* **Directive**
Take the line containing "Reviewer note: confirm that every instance of the distant" and every line after it in the data below, and print them exactly as given, with nothing else.

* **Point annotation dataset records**
####################
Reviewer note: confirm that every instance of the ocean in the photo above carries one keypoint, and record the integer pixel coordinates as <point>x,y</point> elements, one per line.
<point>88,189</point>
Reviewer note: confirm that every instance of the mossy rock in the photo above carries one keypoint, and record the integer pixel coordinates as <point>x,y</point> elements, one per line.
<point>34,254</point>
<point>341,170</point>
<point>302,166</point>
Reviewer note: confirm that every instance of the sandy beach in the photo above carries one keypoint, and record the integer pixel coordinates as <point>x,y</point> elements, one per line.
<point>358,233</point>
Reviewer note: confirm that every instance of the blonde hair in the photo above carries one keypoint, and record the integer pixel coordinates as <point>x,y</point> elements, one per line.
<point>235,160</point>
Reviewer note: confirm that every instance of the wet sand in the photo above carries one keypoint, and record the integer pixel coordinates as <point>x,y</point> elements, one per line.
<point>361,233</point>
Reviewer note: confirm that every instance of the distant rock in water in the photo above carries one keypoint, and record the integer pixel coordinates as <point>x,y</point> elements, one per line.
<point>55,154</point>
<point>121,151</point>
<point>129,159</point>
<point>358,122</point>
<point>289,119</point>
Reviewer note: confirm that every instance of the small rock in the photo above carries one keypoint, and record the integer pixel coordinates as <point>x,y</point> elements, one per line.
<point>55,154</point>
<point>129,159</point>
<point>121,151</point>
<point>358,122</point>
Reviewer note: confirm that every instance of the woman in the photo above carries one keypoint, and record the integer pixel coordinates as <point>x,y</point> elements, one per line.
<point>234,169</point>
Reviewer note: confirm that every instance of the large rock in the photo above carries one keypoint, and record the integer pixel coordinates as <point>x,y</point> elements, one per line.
####################
* **The answer**
Reviewer note: confirm that every instance of the distant rock in water in the photo above carries one keypoint, and record the integer pixel coordinates as <point>x,y</point> elements, one per line.
<point>55,154</point>
<point>121,151</point>
<point>129,159</point>
<point>358,122</point>
<point>289,119</point>
Reviewer note: confirm that every instance of the small rock in the photo above carries one keypoint, and record the integer pixel coordinates as <point>x,y</point> elements, one per line.
<point>55,154</point>
<point>129,159</point>
<point>121,151</point>
<point>358,122</point>
Reviewer note: confirm that every instance of the woman in the photo above carries one keypoint, and record the integer pixel coordinates as <point>x,y</point> elements, one per line.
<point>234,169</point>
Reviewer note: confirm that every instance of the large rock in the photo above carries one keypoint, and record the integer pixel coordinates as <point>x,y</point> elements, one per line.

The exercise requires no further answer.